/---
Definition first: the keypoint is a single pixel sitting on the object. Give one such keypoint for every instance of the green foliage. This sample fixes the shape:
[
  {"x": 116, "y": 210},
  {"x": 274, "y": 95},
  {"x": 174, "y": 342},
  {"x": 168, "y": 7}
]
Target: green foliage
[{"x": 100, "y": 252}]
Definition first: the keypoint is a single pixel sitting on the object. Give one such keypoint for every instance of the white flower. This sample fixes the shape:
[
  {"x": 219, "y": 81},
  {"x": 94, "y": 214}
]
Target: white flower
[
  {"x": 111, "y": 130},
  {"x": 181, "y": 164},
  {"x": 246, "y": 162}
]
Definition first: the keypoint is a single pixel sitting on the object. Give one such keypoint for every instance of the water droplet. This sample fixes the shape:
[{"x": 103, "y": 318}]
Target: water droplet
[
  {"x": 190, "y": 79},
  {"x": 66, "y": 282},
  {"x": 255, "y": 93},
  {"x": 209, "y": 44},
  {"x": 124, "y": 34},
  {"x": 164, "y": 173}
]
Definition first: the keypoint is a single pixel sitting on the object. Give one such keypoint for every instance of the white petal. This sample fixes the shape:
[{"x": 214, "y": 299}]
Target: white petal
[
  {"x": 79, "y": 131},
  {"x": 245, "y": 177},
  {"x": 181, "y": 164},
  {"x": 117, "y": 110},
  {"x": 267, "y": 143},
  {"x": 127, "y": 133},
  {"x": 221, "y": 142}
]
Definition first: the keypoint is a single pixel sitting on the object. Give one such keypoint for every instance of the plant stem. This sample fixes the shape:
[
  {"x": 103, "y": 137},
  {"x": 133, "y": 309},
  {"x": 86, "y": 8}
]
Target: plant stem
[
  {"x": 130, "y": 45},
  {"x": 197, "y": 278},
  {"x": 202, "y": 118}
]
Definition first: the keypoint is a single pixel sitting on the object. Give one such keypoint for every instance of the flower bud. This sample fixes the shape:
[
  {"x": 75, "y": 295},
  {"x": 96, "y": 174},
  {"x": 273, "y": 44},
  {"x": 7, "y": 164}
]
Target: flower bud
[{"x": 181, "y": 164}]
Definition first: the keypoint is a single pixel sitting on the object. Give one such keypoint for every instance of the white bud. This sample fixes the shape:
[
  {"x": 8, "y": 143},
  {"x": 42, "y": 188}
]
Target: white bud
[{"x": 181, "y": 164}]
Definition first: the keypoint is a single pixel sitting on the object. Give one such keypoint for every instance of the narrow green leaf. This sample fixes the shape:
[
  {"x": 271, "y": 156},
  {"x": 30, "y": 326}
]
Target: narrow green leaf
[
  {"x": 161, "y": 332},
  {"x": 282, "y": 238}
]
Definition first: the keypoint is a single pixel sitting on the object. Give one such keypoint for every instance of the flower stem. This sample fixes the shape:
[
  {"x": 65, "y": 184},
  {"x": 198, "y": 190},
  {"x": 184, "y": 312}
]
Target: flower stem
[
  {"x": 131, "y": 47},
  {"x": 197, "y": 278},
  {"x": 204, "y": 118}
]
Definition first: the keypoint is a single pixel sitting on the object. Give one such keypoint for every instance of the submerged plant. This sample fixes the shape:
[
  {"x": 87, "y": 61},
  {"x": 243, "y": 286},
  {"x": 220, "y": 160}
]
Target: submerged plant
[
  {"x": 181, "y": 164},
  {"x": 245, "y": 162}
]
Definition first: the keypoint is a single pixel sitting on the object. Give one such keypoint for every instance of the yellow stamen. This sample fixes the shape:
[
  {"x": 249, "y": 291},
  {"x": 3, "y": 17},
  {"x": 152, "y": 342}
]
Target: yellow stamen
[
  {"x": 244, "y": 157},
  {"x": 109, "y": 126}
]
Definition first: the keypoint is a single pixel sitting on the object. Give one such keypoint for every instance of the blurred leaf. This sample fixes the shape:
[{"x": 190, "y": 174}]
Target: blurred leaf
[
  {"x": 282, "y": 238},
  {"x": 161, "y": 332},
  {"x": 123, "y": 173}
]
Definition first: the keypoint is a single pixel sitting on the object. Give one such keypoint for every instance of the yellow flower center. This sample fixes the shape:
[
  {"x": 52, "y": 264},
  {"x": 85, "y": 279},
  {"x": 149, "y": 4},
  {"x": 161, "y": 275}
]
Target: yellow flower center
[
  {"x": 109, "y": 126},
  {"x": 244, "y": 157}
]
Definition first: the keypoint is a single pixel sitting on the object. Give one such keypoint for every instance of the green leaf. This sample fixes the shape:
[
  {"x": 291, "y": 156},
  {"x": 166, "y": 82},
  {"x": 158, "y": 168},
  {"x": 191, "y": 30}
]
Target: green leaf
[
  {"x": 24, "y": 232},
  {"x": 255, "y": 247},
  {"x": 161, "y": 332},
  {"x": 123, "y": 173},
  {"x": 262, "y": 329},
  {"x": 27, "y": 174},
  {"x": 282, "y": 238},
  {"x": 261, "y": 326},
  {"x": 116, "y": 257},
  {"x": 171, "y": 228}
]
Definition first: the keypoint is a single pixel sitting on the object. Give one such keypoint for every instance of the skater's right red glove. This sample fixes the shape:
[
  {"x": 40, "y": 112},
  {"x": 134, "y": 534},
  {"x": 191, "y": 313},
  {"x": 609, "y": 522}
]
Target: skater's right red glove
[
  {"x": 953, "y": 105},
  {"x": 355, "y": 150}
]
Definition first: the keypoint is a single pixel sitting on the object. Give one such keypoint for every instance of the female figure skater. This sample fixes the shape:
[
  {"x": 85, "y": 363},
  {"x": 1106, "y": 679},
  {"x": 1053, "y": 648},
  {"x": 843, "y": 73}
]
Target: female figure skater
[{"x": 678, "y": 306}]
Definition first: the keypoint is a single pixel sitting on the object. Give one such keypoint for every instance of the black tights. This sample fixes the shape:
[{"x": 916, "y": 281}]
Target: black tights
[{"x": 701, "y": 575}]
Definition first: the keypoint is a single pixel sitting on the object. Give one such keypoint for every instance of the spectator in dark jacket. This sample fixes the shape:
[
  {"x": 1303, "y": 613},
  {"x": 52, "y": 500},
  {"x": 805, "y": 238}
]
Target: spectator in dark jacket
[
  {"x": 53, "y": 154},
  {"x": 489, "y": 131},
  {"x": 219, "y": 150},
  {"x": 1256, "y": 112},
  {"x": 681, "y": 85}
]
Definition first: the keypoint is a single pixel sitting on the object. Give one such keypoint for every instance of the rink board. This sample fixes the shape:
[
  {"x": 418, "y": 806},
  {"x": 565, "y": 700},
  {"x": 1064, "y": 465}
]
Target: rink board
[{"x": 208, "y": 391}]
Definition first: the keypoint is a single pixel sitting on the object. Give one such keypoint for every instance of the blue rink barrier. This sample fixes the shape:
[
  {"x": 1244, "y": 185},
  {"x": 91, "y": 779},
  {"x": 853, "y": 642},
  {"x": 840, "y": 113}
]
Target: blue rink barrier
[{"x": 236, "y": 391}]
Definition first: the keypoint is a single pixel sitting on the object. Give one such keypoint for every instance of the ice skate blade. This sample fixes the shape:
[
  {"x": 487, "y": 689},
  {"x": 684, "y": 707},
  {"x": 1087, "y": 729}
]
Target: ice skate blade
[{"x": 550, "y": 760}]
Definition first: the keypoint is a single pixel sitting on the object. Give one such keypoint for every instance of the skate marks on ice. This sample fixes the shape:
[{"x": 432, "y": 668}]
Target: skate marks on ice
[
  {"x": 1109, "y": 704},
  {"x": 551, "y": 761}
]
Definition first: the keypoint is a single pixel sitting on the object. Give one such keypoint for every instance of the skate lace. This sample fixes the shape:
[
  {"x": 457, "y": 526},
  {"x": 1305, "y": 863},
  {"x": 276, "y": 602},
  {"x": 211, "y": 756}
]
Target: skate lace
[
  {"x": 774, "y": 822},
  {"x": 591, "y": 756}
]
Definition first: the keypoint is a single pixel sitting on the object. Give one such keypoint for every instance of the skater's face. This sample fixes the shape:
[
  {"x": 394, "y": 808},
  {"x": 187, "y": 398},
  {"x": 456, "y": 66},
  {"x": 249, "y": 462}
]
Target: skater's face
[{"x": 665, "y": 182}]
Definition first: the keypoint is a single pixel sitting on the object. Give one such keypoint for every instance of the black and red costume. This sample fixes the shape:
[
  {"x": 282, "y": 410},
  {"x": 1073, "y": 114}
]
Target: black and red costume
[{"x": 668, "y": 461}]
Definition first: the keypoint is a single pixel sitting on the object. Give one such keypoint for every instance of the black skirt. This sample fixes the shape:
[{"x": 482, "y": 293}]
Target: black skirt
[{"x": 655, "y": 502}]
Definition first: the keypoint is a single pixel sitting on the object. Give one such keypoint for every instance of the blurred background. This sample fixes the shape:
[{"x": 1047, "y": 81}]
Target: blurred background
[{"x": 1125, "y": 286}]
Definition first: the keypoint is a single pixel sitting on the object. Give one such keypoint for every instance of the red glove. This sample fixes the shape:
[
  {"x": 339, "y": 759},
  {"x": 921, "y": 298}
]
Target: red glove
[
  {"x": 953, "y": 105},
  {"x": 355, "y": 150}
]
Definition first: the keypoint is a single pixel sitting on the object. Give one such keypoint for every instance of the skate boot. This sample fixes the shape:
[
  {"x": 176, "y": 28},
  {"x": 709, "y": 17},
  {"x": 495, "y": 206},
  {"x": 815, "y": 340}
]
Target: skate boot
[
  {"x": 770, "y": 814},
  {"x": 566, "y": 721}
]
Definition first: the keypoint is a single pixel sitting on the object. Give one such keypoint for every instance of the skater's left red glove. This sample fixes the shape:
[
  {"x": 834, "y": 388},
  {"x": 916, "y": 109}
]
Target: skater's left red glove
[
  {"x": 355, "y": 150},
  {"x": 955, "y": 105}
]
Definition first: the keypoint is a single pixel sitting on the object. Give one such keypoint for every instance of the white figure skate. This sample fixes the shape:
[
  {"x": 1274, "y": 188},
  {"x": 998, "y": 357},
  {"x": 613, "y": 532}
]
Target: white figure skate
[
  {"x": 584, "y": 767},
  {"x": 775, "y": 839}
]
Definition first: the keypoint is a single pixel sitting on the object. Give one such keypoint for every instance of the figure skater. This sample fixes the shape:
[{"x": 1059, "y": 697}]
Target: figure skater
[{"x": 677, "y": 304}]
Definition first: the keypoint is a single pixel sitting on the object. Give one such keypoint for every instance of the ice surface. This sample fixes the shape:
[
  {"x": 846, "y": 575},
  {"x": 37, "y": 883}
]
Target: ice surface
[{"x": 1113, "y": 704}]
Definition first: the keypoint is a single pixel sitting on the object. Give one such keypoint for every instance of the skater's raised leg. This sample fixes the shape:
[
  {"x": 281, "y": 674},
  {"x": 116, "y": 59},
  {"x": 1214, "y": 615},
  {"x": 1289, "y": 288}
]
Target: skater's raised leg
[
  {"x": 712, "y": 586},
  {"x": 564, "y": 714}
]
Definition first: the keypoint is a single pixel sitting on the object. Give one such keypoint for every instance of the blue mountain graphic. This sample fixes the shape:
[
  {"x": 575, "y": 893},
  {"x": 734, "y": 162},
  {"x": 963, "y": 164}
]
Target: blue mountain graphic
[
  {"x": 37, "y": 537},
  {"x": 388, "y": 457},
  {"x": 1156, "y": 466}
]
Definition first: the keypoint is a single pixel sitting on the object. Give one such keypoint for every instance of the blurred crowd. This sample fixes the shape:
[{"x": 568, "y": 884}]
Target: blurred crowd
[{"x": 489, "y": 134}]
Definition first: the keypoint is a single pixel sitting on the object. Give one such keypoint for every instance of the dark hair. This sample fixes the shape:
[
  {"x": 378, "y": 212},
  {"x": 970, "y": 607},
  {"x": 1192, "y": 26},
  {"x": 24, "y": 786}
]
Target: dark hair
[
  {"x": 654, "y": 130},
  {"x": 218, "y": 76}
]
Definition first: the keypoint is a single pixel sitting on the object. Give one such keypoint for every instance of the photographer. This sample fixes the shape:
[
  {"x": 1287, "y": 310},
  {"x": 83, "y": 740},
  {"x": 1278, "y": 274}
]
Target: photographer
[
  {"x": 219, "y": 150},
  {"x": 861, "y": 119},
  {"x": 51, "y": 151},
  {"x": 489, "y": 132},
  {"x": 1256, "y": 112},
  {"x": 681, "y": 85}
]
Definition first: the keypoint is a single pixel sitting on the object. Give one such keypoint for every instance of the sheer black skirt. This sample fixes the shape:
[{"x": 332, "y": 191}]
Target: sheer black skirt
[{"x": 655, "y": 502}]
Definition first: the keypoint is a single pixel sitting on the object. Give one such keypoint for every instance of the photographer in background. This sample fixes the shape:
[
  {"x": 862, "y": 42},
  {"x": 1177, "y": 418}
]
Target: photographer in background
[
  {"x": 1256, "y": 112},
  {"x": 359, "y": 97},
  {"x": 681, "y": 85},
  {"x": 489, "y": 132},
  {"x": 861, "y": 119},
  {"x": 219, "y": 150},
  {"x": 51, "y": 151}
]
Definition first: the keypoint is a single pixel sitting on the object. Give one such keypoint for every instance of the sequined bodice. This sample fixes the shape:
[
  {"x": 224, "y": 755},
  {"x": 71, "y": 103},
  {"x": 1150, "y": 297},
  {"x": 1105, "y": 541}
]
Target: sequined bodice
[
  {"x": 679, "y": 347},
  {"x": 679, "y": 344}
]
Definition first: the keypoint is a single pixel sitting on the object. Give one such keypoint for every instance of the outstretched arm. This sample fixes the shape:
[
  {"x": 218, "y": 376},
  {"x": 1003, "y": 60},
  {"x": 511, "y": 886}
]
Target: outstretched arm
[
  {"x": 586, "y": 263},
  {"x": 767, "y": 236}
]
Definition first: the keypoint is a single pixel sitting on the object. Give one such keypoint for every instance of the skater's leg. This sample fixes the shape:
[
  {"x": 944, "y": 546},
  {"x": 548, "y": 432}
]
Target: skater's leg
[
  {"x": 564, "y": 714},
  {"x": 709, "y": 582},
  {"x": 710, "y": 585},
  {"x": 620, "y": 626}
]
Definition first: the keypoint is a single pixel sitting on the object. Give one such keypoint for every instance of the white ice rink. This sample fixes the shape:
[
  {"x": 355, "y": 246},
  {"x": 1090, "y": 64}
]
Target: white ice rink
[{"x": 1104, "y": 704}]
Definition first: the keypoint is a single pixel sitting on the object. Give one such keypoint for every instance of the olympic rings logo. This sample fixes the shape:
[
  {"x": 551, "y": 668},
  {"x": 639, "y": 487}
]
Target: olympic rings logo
\---
_TASK_: Copy out, without changes, the entries from the line containing "of the olympic" through the end of the entries, both ends included.

_FULL OUTPUT_:
Definition first: the keypoint is a single pixel sitting on the object. Give one such keypoint for every instance of the olympic rings logo. This sample fixes the shape:
[
  {"x": 551, "y": 668},
  {"x": 639, "y": 487}
]
Target: olympic rings logo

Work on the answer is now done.